### Extracted material
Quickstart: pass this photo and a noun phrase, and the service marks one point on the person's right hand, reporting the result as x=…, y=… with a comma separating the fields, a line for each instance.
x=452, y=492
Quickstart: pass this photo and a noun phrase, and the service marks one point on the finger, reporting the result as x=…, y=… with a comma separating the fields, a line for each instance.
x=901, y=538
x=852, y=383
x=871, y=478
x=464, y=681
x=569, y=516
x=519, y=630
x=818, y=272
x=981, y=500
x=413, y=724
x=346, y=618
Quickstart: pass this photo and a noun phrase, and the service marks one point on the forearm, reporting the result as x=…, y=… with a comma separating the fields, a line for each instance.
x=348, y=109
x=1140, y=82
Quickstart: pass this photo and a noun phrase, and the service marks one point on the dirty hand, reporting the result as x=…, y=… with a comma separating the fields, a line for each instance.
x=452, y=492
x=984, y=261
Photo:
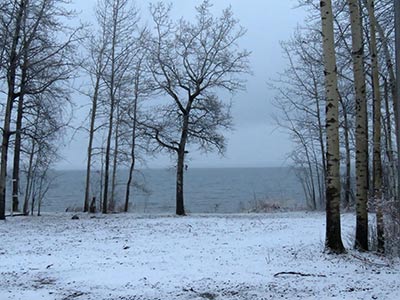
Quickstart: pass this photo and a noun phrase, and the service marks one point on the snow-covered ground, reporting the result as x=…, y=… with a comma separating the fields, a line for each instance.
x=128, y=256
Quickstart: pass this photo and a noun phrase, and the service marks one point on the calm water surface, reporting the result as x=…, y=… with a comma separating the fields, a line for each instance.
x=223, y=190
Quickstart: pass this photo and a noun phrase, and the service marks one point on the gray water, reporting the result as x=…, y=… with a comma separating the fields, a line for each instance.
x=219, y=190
--
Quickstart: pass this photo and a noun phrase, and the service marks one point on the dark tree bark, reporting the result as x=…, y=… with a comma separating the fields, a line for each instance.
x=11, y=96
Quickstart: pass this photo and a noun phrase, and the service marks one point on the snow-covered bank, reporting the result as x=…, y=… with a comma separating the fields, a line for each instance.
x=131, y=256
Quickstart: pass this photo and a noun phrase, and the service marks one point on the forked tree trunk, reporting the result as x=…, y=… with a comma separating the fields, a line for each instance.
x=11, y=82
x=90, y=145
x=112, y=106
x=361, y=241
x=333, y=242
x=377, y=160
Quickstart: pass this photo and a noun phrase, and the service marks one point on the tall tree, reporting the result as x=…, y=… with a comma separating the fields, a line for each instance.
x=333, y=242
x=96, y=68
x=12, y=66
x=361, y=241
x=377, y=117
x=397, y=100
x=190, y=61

### Directions for this task
Copy the part of the material that opens with the line containing "on the person's" and closes with the line containing "x=223, y=190", including the requests, and increase every coordinate in the answers by 113. Leave the pictures out of your copy.

### Exercise response
Quickstart: pass this photo and a noun phrase, and the service marks one point on the person's right hand, reporting the result as x=…, y=… with a comma separating the fields, a line for each instance.
x=565, y=605
Quickstart: pass this photo and a noun phrase, and the service marks one point on the finger, reporting the result as x=…, y=… with a comma separating the fields, a line for each instance.
x=1014, y=651
x=965, y=496
x=984, y=591
x=577, y=794
x=682, y=629
x=632, y=743
x=931, y=385
x=1094, y=613
x=526, y=837
x=459, y=731
Quickstart: pass this photo and a noun phrase, and the service marks one point on the forearm, reporting the result as x=…, y=… with a comma separating the fields, a line for each instance.
x=461, y=222
x=1253, y=195
Quickstart: pass this photo and a noun phrase, and the service marks one point on the dirty hand, reporting the result as x=…, y=… with a comma separating the fields, a line for each instance.
x=565, y=605
x=1097, y=374
Photo:
Quickstart: pass this photo and a noun phrase, and the service marks one point on the snow-covered ground, reporting the result as x=…, y=… with a comma separating the fields, a line for each instance.
x=241, y=369
Quickstart: pass this photo and a noun phrase, and the service marks one point on the calm water surface, reporting the result as x=…, y=… with a comma separating the fields, a line for each instance.
x=336, y=303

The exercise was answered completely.